Each line below should be written out exactly, with none skipped.
GIVEN RECORDS START
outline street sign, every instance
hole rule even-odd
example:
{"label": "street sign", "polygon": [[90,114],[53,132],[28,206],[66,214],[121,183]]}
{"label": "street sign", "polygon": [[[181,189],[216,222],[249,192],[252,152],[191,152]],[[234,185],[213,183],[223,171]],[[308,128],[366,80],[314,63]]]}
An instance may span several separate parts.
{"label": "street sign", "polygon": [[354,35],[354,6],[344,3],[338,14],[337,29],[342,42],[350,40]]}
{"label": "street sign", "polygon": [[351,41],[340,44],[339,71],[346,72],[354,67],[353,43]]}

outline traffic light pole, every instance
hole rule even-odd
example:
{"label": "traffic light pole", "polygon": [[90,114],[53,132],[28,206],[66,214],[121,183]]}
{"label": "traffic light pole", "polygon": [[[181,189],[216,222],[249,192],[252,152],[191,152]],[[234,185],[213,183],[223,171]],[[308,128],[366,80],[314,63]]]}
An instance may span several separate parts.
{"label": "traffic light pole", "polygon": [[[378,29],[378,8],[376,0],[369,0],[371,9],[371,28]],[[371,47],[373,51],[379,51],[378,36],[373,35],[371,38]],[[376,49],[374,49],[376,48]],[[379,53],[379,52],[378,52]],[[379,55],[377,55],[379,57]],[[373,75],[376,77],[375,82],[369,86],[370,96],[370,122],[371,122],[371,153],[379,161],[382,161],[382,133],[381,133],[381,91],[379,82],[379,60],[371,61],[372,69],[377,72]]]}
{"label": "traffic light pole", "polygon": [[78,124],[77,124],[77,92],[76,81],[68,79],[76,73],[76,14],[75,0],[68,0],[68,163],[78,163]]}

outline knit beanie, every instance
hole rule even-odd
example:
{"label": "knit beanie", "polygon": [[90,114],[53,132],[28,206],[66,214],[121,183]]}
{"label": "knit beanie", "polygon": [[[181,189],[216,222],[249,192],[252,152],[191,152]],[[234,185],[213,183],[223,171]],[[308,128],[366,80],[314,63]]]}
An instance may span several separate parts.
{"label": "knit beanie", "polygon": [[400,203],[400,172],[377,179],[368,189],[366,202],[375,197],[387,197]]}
GIVEN RECORDS END
THE COMPLETED TASK
outline street sign, every instance
hole rule even-odd
example:
{"label": "street sign", "polygon": [[90,114],[53,132],[28,206],[66,214],[121,183]]}
{"label": "street sign", "polygon": [[[181,189],[216,222],[249,192],[252,152],[191,152]],[[234,185],[213,183],[223,171]],[[308,128],[366,80],[314,63]]]}
An instance may span several separate parts.
{"label": "street sign", "polygon": [[354,35],[354,6],[344,3],[338,14],[337,29],[342,42],[350,40]]}
{"label": "street sign", "polygon": [[351,41],[340,44],[339,71],[346,72],[354,67],[353,43]]}

outline traffic light pole, every instance
hole rule even-odd
example:
{"label": "traffic light pole", "polygon": [[90,114],[53,132],[28,206],[66,214],[121,183]]}
{"label": "traffic light pole", "polygon": [[[181,189],[216,222],[249,192],[252,152],[191,152]],[[234,185],[213,183],[223,171]],[[308,128],[366,80],[314,63]]]}
An instance may span several separate parts.
{"label": "traffic light pole", "polygon": [[[378,29],[378,8],[376,0],[369,0],[371,9],[371,28]],[[371,47],[373,51],[379,51],[378,36],[373,35],[371,38]],[[376,49],[374,49],[376,48]],[[379,53],[379,52],[378,52]],[[379,55],[377,55],[379,57]],[[373,75],[376,77],[375,82],[369,86],[370,96],[370,122],[371,122],[371,153],[379,161],[382,161],[382,133],[381,133],[381,91],[379,82],[379,60],[371,61],[372,69],[377,72]]]}
{"label": "traffic light pole", "polygon": [[78,124],[77,124],[77,92],[76,81],[68,79],[76,73],[76,14],[75,0],[68,0],[68,163],[78,163]]}

outline knit beanie, every instance
hole rule even-odd
example:
{"label": "knit beanie", "polygon": [[90,114],[53,132],[28,206],[66,214],[121,183]]}
{"label": "knit beanie", "polygon": [[[181,189],[216,222],[249,192],[252,152],[191,152]],[[234,185],[213,183],[223,171]],[[308,128],[366,80],[314,63]]]}
An instance may span several separate parts.
{"label": "knit beanie", "polygon": [[400,203],[400,172],[377,179],[368,189],[366,202],[375,197],[387,197]]}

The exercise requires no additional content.